Texte fourni -
────────

PABLO STEFANONI, médiapart, 11 mars 2020
La chute du gouvernement du Mouvement vers le Socialisme (MAS) a suscité de nombreux débats à gauche. Parallèlement, elle nous amène à réfléchir sur les voies du changement social, la question de la démocratie et, chose non moins importante, sur la meilleure façon d’éviter des retours de balancier réactionnaires
La démission et le départ en exil d’Evo Morales en novembre dernier n’ont pas seulement mis fin abruptement à ce que les Boliviens désignaient comme le « processus de changement » (proceso de cambio) ayant débuté en 2005 dans le sillage d’un cycle de mobilisations ouvert en 2000 et qui avait connu son apogée dans le conflit social dit de la « guerre du gaz » en 2003. Il s’agissait également de la chute d’un des gouvernements du « virage à gauche » latino-américain ayant suscité le plus de sympathie à l’échelle mondiale. C’est pourquoi, depuis lors, les débats sur ce qui s’est réellement passé en Bolivie continuent d’agiter la gauche internationale. Certains soutiennent la thèse du coup d’État comme une variable explicative « totale » tandis que d’autres, minoritaires mais comptant en leur rang des figures représentatives, affirment qu’il n’y a pas eu de coup d’État mais qu’Evo Morales est tombé sous son propre poids.

────────

Données fournies -
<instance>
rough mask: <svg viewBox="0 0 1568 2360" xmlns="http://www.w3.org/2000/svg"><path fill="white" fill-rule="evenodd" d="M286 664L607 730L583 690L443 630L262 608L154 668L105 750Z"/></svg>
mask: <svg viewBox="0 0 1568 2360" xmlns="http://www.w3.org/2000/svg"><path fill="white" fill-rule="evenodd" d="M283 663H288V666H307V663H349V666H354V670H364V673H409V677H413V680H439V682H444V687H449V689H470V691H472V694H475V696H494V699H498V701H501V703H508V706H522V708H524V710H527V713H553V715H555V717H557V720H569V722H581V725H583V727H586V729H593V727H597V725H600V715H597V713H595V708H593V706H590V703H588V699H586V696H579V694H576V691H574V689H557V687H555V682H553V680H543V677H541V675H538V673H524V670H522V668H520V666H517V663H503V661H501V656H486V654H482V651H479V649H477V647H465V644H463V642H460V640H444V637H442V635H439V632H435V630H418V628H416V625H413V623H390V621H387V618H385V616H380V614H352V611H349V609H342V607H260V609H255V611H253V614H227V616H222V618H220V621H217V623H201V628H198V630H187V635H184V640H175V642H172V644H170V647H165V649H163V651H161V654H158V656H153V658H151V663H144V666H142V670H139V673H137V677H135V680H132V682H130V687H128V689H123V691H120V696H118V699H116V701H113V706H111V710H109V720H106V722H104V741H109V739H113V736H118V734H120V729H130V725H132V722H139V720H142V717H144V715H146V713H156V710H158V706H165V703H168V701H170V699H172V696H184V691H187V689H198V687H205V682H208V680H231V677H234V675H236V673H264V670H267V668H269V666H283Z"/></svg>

────────

Action requise 1 - D'après le texte fourni, en quelle année a eu lieu le conflit social appelé la « guerre du gaz » ?
Action requise 2 - Traduisez en anglais la phrase suivante du texte fourni : « Il s’agissait également de la chute d’un des gouvernements du « virage à gauche » latino-américain ayant suscité le plus de sympathie à l’échelle mondiale. »
La liste n'a aucun rapport avec le texte fourni.

Votre solution 1 - En 2003.

Votre solution 2 - It was also the fall of one of the Latin American "left turn" governments that had drawn the most sympathy worldwide.